#### TEXTE SOURCE:
Sopran, une filiale au service du développement local

Enquête | publié le : 31.05.2005 | Céline Lacourcelle

Entité du groupe pharmaceutique Sanofi Aventis, Sopran intervient à la demande de ses directeurs de site pour améliorer l'attractivité d'un territoire, y créer des emplois et accompagner la croissance des entreprises.

Il y a trente ans, on parlait déjà de délocalisations et de crise du textile. « A l'époque, Rhône-Poulenc employait 25 000 salariés dans cette branche. Dix ans plus tard, il en restait 5 000 », se souvient Jean-Paul Deguette, directeur général de Sopran, société pour la promotion d'activités nouvelles, créée en 1976, et désormais filiale à 100 % de Sanofi Aventis. Au départ, la vocation de Sopran se limitait à la reconversion industrielle de sites quittés par le groupe. Depuis, l'approche s'est sophistiquée avec, en 1990, le déploiement d'une double approche, toujours d'actualité : l'accompagnement des entreprises en croissance et la prospection et l'accueil d'entreprises venues d'autres régions, voire d'autres pays. S'y ajoute une activité création d'entreprise avec, notamment, une politique d'essaimage. Cette année, 90 dossiers ont été accompagnés, dont une cinquantaine ont donné lieu à une création d'entreprise. Le seul critère de mesure est précisé par Jean-Paul Deguette : « Le nombre de créations d'emploi que l'on considère possible à trois ans. »

#### MATÉRIEL FOURNI:
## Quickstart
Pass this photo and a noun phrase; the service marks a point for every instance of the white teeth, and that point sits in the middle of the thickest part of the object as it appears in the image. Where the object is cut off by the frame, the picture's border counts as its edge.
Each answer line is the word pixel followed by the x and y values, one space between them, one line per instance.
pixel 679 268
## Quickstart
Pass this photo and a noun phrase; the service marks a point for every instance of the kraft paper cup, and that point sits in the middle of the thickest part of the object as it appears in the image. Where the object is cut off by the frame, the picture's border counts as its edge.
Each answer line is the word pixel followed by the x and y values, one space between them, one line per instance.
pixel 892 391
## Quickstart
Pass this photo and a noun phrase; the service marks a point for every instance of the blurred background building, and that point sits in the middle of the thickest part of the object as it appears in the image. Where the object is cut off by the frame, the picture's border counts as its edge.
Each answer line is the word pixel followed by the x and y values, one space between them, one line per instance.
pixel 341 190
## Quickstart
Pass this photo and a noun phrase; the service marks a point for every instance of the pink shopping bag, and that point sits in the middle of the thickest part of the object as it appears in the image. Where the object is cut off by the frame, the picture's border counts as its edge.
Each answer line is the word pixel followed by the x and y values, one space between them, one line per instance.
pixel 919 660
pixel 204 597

#### CONSIGNE A:
Chacune de ces affirmations concorde-t-elle avec l'article sur Sopran ? Répondez par oui ou par non et citez mot pour mot les termes décisifs de l'article.
(i) Sopran a été créée en 1976.
(ii) Sopran est une filiale à 50 % de Sanofi Aventis.
(iii) Cette année, une cinquantaine de dossiers accompagnés ont abouti à une création d'entreprise.
#### CONSIGNE B:
D'après l'article sur Sopran, quel est le seul critère de mesure retenu ?
#### CONSIGNE C:
Reprenez tel quel, dans l'article sur Sopran, le passage qui s'ouvre sur les mots contenant « Sopran, une filiale » et se referme sur « croissance des entreprises. ».
Le matériel fourni n'intervient en rien ici.

#### CORRIGÉ A:
(i) Oui : « créée en 1976 ».
(ii) Non : « filiale à 100 % de Sanofi Aventis ».
(iii) Oui : « dont une cinquantaine ont donné lieu à une création d'entreprise ».

#### CORRIGÉ B:
Le nombre de créations d'emploi considéré comme possible à trois ans.

#### CORRIGÉ C:
Sopran, une filiale au service du développement local

Enquête | publié le : 31.05.2005 | Céline Lacourcelle

Entité du groupe pharmaceutique Sanofi Aventis, Sopran intervient à la demande de ses directeurs de site pour améliorer l'attractivité d'un territoire, y créer des emplois et accompagner la croissance des entreprises.